- _DO THIS_: Return the records below from the line containing "Please drop a marker on every instance of the sandy" onward, exactly, through and including the last line.

Object position labeling entries:
┄┄┄┄┄┄┄┄┄┄┄┄┄┄┄┄┄┄┄┄

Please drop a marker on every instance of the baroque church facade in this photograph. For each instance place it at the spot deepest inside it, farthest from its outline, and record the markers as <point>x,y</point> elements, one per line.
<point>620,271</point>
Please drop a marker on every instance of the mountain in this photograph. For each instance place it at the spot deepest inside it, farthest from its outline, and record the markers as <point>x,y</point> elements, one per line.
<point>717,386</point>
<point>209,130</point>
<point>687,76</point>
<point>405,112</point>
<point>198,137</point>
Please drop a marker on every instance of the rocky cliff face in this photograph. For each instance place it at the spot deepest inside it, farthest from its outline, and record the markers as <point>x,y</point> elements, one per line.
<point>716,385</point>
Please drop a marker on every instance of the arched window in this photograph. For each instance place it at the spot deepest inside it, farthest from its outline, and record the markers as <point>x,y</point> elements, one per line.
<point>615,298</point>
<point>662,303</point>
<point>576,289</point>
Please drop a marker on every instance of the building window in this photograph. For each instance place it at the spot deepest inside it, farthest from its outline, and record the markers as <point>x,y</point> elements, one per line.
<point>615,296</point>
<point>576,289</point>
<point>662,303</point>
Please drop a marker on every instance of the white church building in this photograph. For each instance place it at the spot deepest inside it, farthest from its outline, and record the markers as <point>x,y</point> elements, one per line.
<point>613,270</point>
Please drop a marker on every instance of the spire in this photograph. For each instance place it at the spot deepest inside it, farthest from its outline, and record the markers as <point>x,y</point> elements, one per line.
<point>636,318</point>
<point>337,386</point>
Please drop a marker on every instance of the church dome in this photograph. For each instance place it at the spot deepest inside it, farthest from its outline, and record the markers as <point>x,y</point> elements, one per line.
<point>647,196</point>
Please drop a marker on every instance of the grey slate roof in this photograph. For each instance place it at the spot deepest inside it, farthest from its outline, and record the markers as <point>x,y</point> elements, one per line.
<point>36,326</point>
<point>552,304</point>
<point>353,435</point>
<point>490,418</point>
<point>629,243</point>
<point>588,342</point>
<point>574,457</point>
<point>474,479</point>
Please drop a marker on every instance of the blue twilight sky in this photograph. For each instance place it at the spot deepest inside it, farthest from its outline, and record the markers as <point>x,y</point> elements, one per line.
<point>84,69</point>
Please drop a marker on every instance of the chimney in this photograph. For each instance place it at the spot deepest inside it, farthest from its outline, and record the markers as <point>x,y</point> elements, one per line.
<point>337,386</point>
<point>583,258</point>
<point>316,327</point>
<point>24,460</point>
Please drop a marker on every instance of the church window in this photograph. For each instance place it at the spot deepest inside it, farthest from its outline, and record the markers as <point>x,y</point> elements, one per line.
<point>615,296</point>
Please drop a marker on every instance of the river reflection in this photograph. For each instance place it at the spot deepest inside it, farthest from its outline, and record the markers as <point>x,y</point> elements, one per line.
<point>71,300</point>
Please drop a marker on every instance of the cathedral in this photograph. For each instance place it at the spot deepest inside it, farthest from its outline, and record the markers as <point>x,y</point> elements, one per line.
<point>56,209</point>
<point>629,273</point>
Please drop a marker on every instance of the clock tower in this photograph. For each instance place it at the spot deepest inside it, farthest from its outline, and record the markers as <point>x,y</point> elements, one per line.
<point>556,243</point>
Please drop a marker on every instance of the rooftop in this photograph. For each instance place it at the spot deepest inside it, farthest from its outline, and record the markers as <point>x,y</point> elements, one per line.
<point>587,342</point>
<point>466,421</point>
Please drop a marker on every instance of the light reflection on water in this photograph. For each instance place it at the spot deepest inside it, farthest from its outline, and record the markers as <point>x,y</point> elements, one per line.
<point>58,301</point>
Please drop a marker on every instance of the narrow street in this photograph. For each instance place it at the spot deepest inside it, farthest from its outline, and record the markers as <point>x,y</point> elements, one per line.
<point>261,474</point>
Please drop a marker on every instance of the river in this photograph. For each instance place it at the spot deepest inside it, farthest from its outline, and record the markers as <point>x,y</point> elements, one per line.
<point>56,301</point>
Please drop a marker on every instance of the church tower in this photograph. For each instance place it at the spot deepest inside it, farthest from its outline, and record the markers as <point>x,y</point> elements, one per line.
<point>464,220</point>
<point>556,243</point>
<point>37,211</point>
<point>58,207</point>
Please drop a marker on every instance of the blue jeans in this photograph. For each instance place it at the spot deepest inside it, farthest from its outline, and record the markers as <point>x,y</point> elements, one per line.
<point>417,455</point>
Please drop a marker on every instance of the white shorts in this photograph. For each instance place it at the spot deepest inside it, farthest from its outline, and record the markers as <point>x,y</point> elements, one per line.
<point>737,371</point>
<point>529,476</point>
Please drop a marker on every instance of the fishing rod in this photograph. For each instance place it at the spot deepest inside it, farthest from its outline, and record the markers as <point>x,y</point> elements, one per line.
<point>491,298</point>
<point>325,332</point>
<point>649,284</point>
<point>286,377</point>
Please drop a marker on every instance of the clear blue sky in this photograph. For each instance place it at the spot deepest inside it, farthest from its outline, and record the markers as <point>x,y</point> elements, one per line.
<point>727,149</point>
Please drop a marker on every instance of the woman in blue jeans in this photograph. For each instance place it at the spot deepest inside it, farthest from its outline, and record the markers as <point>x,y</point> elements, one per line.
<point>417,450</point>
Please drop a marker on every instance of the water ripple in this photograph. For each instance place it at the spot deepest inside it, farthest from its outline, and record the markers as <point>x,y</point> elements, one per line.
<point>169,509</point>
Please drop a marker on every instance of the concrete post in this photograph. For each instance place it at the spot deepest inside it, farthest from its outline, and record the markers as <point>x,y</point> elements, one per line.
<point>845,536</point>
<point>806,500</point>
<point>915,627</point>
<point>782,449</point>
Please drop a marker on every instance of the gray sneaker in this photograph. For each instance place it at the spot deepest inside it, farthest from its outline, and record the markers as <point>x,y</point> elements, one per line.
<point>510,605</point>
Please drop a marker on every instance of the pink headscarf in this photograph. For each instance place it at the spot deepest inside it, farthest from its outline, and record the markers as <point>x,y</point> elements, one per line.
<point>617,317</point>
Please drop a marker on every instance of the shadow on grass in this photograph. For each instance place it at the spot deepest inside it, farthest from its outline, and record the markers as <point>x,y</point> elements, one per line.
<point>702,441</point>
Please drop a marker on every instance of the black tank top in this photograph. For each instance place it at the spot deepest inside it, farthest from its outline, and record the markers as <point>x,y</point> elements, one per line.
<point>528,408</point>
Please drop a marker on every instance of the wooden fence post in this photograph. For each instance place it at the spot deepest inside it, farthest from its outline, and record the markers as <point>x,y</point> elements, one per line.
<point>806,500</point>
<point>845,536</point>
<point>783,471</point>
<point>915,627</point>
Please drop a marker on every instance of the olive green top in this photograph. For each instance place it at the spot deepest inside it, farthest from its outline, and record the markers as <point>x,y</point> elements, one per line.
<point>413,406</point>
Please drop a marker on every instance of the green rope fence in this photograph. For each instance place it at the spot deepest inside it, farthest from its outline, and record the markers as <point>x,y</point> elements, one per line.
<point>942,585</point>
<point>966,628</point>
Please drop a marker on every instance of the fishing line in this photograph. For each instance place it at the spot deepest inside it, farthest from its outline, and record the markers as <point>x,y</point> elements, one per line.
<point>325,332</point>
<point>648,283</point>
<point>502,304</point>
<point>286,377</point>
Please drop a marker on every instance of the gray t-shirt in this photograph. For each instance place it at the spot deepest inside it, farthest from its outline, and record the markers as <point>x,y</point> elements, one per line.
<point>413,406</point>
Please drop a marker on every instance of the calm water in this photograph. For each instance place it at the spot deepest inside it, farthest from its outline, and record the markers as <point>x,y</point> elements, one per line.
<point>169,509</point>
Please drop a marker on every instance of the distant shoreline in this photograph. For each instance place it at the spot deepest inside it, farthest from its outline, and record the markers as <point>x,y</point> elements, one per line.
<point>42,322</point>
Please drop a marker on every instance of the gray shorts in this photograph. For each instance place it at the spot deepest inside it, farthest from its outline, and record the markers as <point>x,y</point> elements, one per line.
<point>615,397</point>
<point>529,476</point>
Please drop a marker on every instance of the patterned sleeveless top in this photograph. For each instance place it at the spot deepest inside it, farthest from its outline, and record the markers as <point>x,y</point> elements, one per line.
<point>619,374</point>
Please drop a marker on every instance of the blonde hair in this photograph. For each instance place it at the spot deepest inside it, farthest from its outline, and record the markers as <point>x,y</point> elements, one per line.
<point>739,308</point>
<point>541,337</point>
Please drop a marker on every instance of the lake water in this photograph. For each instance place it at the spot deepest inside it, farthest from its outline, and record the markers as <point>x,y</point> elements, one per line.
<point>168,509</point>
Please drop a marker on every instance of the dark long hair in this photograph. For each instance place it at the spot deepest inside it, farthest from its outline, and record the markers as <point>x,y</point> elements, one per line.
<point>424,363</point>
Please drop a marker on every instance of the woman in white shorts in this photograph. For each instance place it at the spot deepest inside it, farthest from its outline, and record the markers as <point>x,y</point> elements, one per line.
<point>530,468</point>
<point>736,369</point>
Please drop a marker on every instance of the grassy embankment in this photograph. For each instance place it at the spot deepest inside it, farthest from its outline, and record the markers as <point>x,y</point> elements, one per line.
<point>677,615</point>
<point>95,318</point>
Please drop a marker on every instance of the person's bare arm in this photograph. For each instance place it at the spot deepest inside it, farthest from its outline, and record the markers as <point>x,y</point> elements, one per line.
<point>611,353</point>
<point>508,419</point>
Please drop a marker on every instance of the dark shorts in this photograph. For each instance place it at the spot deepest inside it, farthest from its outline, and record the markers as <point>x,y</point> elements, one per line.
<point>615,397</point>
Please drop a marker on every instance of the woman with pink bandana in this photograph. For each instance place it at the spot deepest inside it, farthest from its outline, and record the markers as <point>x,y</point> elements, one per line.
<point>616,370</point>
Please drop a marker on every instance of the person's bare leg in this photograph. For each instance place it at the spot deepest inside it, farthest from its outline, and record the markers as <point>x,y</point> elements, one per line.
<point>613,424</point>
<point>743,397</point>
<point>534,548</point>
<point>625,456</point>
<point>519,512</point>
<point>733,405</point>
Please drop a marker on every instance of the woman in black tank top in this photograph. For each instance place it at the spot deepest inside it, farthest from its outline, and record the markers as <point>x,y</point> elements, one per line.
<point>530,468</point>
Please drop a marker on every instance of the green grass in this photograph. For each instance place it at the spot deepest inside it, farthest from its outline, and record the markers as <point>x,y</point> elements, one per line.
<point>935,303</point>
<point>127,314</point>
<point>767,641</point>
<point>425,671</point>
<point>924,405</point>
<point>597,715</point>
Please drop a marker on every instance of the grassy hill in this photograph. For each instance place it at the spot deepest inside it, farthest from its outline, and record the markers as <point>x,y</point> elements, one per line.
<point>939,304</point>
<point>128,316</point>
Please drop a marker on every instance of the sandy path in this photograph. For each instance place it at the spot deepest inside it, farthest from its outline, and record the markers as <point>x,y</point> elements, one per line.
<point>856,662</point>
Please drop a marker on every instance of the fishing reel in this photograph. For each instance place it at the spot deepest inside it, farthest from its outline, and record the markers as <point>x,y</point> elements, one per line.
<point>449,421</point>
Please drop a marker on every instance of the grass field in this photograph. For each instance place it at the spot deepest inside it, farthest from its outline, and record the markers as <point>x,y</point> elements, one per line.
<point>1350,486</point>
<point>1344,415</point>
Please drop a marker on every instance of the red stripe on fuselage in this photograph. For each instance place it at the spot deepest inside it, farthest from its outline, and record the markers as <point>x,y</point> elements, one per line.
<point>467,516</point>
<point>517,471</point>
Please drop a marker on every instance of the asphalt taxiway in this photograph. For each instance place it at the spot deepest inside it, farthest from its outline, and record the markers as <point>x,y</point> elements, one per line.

┄┄┄┄┄┄┄┄┄┄┄┄┄┄┄┄┄┄┄┄

- _RESPONSE TO THE TASK_:
Please drop a marker on every instance of the sandy path in this photograph. For each instance place it at the spot deepest inside it, farthest from its outline, and record the markers as <point>x,y</point> elements, one per line.
<point>856,662</point>
Please drop a marker on every instance of the fishing reel in this photograph. For each instance place it at the spot deepest inside it, farthest from its outline, and record the markers as <point>x,y</point> elements, one per line.
<point>449,421</point>
Please drop a marker on every instance of the grass field in this photograph. For each instance place it at the spot deepest inside it, farthest from its outline, and record the markers as <point>x,y</point> elements, one per line.
<point>1350,486</point>
<point>1344,415</point>
Please drop a marker on every instance of the red stripe on fuselage in this photograph. For each instance place it at the spot deepest inside it, farthest from its outline, and record the markers as <point>x,y</point> elements, one per line.
<point>467,516</point>
<point>517,471</point>
Please drop a marker on every instance of the asphalt taxiway in this photograph. For each instance place it at the spot deepest inside it, farthest from its outline, and record the markers as <point>x,y</point> elements, one per line.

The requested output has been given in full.